▸ **Directions**
The data is to be reproduced in full and without error.

▸ **Data for review**
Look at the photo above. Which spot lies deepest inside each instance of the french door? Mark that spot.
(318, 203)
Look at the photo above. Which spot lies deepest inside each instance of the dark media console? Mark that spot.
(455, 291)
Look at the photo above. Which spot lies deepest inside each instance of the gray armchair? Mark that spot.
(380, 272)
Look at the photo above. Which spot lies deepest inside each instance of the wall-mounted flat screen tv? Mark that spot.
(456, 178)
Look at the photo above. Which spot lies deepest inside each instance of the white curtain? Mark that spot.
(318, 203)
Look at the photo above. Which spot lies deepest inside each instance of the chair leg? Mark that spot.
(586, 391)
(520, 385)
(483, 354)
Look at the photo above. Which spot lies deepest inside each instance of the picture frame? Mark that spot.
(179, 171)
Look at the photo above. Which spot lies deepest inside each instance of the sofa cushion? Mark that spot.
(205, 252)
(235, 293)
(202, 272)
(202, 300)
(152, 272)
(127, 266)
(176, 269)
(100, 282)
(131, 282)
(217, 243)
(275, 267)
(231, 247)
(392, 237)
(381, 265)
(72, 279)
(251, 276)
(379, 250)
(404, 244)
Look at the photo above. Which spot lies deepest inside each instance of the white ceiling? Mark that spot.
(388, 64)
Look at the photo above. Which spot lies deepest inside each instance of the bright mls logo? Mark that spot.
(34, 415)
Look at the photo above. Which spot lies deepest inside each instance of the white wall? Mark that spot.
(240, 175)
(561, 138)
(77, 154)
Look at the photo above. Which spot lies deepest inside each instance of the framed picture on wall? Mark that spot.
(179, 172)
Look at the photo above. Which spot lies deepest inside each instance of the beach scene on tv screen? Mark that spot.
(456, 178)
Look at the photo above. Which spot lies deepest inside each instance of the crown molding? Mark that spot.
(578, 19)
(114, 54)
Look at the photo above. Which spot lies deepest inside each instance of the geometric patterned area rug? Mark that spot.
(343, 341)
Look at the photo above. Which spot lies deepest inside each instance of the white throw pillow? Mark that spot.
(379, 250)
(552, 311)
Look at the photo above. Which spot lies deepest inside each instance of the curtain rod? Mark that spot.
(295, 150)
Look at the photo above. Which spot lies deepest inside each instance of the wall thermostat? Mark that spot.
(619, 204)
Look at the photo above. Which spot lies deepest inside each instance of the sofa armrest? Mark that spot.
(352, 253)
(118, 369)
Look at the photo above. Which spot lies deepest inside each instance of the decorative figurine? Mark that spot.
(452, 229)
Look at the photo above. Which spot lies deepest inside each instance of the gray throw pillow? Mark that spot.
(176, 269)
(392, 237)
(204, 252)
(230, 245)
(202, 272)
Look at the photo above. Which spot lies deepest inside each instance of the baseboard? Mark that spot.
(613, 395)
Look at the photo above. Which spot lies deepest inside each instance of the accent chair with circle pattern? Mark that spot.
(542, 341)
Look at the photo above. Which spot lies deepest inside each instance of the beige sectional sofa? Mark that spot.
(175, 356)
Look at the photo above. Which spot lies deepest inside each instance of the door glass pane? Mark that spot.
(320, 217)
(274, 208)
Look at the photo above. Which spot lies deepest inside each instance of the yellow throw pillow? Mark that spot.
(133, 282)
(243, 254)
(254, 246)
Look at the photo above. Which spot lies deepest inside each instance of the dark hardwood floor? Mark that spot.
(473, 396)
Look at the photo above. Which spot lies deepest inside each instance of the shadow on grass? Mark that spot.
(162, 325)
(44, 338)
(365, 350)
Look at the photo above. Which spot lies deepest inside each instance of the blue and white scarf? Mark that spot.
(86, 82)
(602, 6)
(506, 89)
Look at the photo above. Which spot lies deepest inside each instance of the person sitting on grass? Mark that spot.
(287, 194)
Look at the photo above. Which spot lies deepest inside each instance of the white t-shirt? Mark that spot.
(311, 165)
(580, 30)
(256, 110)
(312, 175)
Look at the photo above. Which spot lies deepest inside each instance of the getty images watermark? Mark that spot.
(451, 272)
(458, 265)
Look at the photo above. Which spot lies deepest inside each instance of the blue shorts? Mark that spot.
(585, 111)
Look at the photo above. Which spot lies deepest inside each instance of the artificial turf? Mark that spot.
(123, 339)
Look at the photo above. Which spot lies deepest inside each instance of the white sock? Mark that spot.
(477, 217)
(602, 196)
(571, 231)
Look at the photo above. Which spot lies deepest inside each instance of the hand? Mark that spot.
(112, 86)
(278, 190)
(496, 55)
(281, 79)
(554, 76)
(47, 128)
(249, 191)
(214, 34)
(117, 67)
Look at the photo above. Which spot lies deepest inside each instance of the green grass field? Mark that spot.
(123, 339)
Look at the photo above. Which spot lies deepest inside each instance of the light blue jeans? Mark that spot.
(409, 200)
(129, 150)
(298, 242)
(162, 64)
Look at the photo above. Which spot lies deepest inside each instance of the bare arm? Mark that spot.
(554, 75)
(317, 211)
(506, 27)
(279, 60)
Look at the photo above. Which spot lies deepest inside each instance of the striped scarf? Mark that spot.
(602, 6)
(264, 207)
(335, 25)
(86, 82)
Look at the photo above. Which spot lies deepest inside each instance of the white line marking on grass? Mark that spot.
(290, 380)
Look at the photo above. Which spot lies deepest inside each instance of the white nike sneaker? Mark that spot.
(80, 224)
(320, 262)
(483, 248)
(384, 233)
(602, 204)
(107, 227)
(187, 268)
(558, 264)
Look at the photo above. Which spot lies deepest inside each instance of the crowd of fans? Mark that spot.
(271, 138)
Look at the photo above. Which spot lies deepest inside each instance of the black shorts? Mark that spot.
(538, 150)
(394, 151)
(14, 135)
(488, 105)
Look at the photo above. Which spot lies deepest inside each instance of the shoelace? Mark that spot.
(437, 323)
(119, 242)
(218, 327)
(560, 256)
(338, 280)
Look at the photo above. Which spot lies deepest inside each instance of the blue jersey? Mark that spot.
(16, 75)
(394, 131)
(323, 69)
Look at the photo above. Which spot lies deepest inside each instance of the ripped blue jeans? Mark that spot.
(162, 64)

▸ **Task solution**
Look at the photo above. Which spot lies deepest inside each instance of the french door? Mark that spot.
(318, 203)
Look at the photo above. Which spot lies deepest inside each instance of the dark media console? Mark that spot.
(455, 291)
Look at the photo above. Which spot lies deepest inside each instance of the gray armchair? Mark that spot.
(380, 272)
Look at the photo above. Which spot lies deepest inside each instance of the wall-mounted flat screen tv? Mark that spot.
(456, 178)
Look at the photo above. Which spot lies deepest inside each instance of the white curtain? Mark that spot.
(318, 203)
Look at the photo above. Which spot lies deepest inside each instance of the chair leg? Mark that spot.
(586, 391)
(520, 385)
(483, 354)
Look at the photo above. Which spot lies deepest inside each instance of the picture frame? Mark that spot.
(179, 171)
Look at the photo above. Which spot lies deepest inside each instance of the sofa cushion? Mark that spot.
(205, 252)
(235, 293)
(202, 272)
(202, 300)
(152, 272)
(127, 266)
(176, 269)
(100, 282)
(131, 282)
(217, 243)
(275, 267)
(231, 247)
(392, 237)
(381, 265)
(72, 279)
(251, 276)
(379, 250)
(404, 244)
Look at the photo above. Which spot lies deepest inside each instance of the white ceiling? Mark that spot.
(388, 64)
Look at the photo above. Which spot lies deepest inside each instance of the bright mls logo? Mark that spot.
(34, 415)
Look at the photo above. Which spot lies deepest inside each instance of the white wall? Mark that spot.
(240, 175)
(561, 138)
(77, 154)
Look at the photo above. Which spot lies deepest inside each instance of the framed picture on wall? Mark that spot.
(179, 172)
Look at the photo above. Which spot lies deepest inside each instance of the beach scene on tv screen? Mark that spot.
(456, 178)
Look at the photo above. Which spot lies deepest inside each instance of the crown molding? Mark that spot.
(578, 19)
(114, 54)
Look at the photo above. Which spot lies deepest inside each instance of the geometric patterned area rug? Mark that spot.
(343, 341)
Look at the photo above. Which spot lies deepest inside each instance of the white throw pillow? Mark that spot.
(379, 250)
(552, 311)
Look at the photo above. Which spot lies deepest inside each instance of the curtain rod? Mark that spot.
(295, 150)
Look at the photo above. Which spot lies deepest inside each instance of the wall thermostat? Mark that spot.
(619, 204)
Look at the photo above. Which spot lies deepest inside each instance of the sofa armrest? Mark that spot.
(352, 253)
(118, 369)
Look at the photo above. Which spot lies deepest inside each instance of the decorative figurine? Mark that spot.
(452, 229)
Look at the photo above. Which spot lies deepest inside each instance of the gray throw pillow? Mark that spot.
(176, 269)
(392, 237)
(204, 252)
(230, 245)
(202, 272)
Look at the photo above. Which spot lies deepest inside each instance of the baseboard? Mark that spot.
(613, 395)
Look at the photo above. Which spot lies deepest inside each instance of the accent chair with circle pattern? Mark that spot.
(542, 341)
Look at the photo above. Which spot lies deepest inside each instance of the beige sectional sofa? Mark that spot.
(175, 356)
Look at the photo above. Which spot lies deepest inside each instance of the door glass pane? Mark that spot.
(320, 217)
(274, 208)
Look at the photo above. Which spot lies deepest inside each instance of the yellow throw pillow? Mark that spot.
(133, 282)
(243, 254)
(254, 246)
Look at the photo above. Which spot lies deepest inside each instance of the dark hardwood floor? Mark that spot.
(473, 396)
Look at the photo above. Which spot lies deepest inside each instance of the shadow on grass? Mark that spot.
(162, 325)
(44, 338)
(365, 350)
Look at the photo above. Which spot lies deepest inside each instance of the blue and white scarf? Mark that spot.
(86, 82)
(602, 6)
(506, 89)
Look at the photo above. Which spot lies deepest inside each instance of the person sitting on grass? Mark that spot.
(287, 194)
Look at the photo above. Which spot lies deepest inside each instance of the white t-shirt? Mark that spot.
(311, 165)
(580, 30)
(256, 110)
(312, 175)
Look at the photo above. Which spot lies deepest inside each instance of the getty images watermark? Mark that spot.
(451, 272)
(458, 265)
Look at the photo above. Which spot lies deepest inside each instance of the blue shorts? Mark that spot.
(585, 111)
Look at the photo above. Which spot lies deepest inside each instance of the artificial turf? Mark that spot.
(123, 339)
Look at the photo above. Which spot lies deepest inside each instance of the white sock? Mark that spot.
(477, 217)
(602, 196)
(571, 231)
Look at the photo above. Which spot lies deepest inside each instance of the hand? Mark that spot.
(112, 86)
(278, 190)
(496, 55)
(281, 79)
(554, 76)
(47, 128)
(249, 191)
(214, 34)
(117, 67)
Look at the photo above. Which spot lies deepest inside each instance of the green grass field? Mark that spot.
(123, 339)
Look at the photo above. Which spot lies deepest inside each instance of the light blue jeans? Mark that spot.
(409, 200)
(129, 150)
(298, 242)
(162, 64)
Look at the photo above. Which spot lies deepest inside each instance of the bare arm? Mark that spot.
(554, 75)
(317, 211)
(506, 27)
(279, 60)
Look at the photo above. Which spot lies deepest inside each instance of the striped scarf? Mark that spot.
(602, 6)
(264, 207)
(335, 25)
(86, 82)
Look at the photo above. Which spot lies deepest inside each instance of the white line marking on grass? Mark that spot.
(290, 380)
Look at the photo above. Which spot lies deepest inside each instance of the white nike sneaker? Mark that spot.
(80, 224)
(320, 262)
(483, 248)
(384, 233)
(602, 204)
(107, 227)
(187, 268)
(558, 264)
Look at the photo above. Which spot lies deepest inside each instance of the crowd of fans? Mark that spot.
(271, 138)
Look at the photo above. Which spot lies deepest inside each instance of the black shorts? Mark that spot.
(538, 150)
(394, 151)
(14, 135)
(488, 105)
Look at the photo above. Which spot lies deepest inside each instance of the shoelace? Mark that spot.
(437, 323)
(119, 242)
(218, 327)
(560, 256)
(338, 280)
Look at the photo above. Which spot lies deepest inside each instance of the blue jersey? Mark that spot.
(16, 75)
(394, 131)
(323, 69)
Look at the photo above. Which spot lies deepest inside each instance of the ripped blue jeans? Mark that spot.
(162, 64)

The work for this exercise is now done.